§ TESTO MOSTRATO:
«Se vogliamo che tutto rimanga com’è, bisogna che tutto cambi». Questa celebre frase de Il Gattopardo di Tomasi di Lampedusa ben descrive il dilemma odierno in materia urbanistica. Le leggi impongono vincoli edilizi per proteggere interessi superiori – dal paesaggio al tessuto economico-sociale – ma col passare del tempo alcune limitazioni rischiano di diventare anacronistiche, causando più danni che benefici. Nel 2025 la giurisprudenza italiana ha affrontato direttamente questo tema, tracciando una linea di confine tra i vincoli da preservare rigorosamente e quelli da adeguare ai cambiamenti.
Un punto di svolta è arrivato con una importante pronuncia della Corte Costituzionale. Con la sentenza n. 143/2025 (depositata il 7 ottobre 2025), la Consulta ha dichiarato illegittima una norma regionale che impediva ai proprietari di immobili alberghieri di cambiarne la destinazione d’uso, anche quando l’attività alberghiera non era più economicamente sostenibile. In pratica, in Liguria vigeva una legge che blindava gli edifici ad uso hotel: nemmeno di fronte a crisi o mancanza di mercato era possibile trasformarli, ad esempio, in appartamenti. La Corte ha ritenuto questa rigidità eccessiva e contraria ai principi costituzionali.

§ DATI REGISTRATI:
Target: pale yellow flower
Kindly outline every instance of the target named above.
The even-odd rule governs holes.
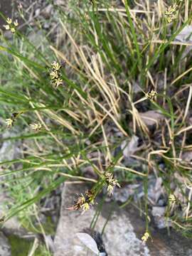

§ COMPITI:
[1] In quale data è stata depositata la sentenza n. 143/2025 della Corte Costituzionale di cui parla il testo sui vincoli urbanistici?
[2] Traduci in inglese questa frase del testo sui vincoli urbanistici: «La Corte ha ritenuto questa rigidità eccessiva e contraria ai principi costituzionali.»
Per rispondere basati unicamente sul testo.

§ RISPOSTE:
[1] Il 7 ottobre 2025.

[2] The Court found this rigidity excessive and contrary to constitutional principles.